WHAT IS EXPECTED: Copy the lines below word for word, starting at the line that contains "Where can the orange painted" and ending at the last line.

Excerpts from a point labeling dataset

================

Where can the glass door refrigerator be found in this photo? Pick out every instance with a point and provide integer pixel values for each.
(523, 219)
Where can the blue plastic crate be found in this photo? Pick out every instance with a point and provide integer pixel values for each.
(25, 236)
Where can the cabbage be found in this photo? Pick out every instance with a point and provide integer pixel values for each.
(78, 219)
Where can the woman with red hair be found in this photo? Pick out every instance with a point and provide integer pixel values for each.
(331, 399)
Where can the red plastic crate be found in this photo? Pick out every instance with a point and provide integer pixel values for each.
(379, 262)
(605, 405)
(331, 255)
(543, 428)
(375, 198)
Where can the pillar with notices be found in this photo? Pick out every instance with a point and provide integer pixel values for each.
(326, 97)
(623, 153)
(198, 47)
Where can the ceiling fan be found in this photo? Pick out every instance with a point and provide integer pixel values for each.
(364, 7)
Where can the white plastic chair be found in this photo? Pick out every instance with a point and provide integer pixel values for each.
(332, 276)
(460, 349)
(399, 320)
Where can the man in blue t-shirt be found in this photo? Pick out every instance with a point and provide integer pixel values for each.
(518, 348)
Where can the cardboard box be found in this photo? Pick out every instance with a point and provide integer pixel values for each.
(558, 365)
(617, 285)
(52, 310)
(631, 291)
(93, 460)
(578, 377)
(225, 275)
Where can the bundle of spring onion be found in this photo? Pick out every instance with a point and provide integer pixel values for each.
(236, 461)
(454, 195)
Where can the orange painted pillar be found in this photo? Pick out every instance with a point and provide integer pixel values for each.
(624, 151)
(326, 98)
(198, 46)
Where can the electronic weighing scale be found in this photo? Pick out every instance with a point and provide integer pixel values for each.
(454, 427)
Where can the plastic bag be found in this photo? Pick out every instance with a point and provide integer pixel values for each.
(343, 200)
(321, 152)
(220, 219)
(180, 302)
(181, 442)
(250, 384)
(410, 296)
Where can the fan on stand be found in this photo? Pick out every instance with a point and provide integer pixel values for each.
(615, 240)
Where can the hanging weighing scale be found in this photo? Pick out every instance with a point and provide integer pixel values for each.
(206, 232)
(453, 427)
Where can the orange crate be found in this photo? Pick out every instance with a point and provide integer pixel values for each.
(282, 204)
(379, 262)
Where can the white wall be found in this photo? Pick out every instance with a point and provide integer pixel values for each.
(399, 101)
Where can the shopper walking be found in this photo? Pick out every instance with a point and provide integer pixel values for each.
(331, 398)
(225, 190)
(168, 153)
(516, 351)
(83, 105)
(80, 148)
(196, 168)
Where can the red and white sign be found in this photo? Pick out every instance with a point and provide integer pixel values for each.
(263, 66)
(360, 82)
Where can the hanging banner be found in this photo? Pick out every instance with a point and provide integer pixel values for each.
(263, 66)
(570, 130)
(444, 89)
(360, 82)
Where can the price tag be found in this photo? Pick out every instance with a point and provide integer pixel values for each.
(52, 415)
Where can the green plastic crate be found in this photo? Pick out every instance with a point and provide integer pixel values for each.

================

RESULT:
Where can the orange painted pillar be found in this photo? Pick out every instance with a point and provide integer pixel values for each.
(624, 151)
(326, 98)
(198, 46)
Where can the electronic weighing scale be found in this photo? Pick out every instance with a point and provide integer pixel values for each.
(454, 427)
Where can the plastic bag be found in this photo? Pick out every instance with a point and provide integer pixel values for each.
(343, 200)
(321, 152)
(220, 219)
(180, 302)
(181, 442)
(250, 384)
(410, 296)
Where can the fan on stand be found in this photo? Pick out every instance with a point and provide integer pixel values for each.
(615, 240)
Where can the hanging weighing scale be found in this photo? Pick out every instance with a point and provide integer pixel values for each.
(206, 232)
(453, 427)
Where can the orange crate be found in this photo? Pick out every instance with a point and provide integer pixel values for each.
(282, 204)
(379, 262)
Where can the white wall be found in this photo? Pick out every instance with a point and provide integer pixel values for each.
(399, 101)
Where can the shopper walking be found in this photo? Pick out every instance with a point and provide integer pixel values for each.
(331, 398)
(225, 190)
(168, 153)
(516, 351)
(83, 105)
(80, 148)
(196, 168)
Where can the red and white sign be found in this photo? Pick out every instance with a point and provide integer pixel values for each.
(263, 66)
(360, 82)
Where can the hanging banner be found in this photo? Pick out every instance with a point and provide integer pixel values for each.
(263, 66)
(570, 130)
(444, 89)
(360, 82)
Where can the price tag be found in this photo? Pick out every instance with a point and provide integer pixel values for each.
(52, 415)
Where can the green plastic crate be found in this photo? Pick out every instance with a point and provide integer pixel values for each.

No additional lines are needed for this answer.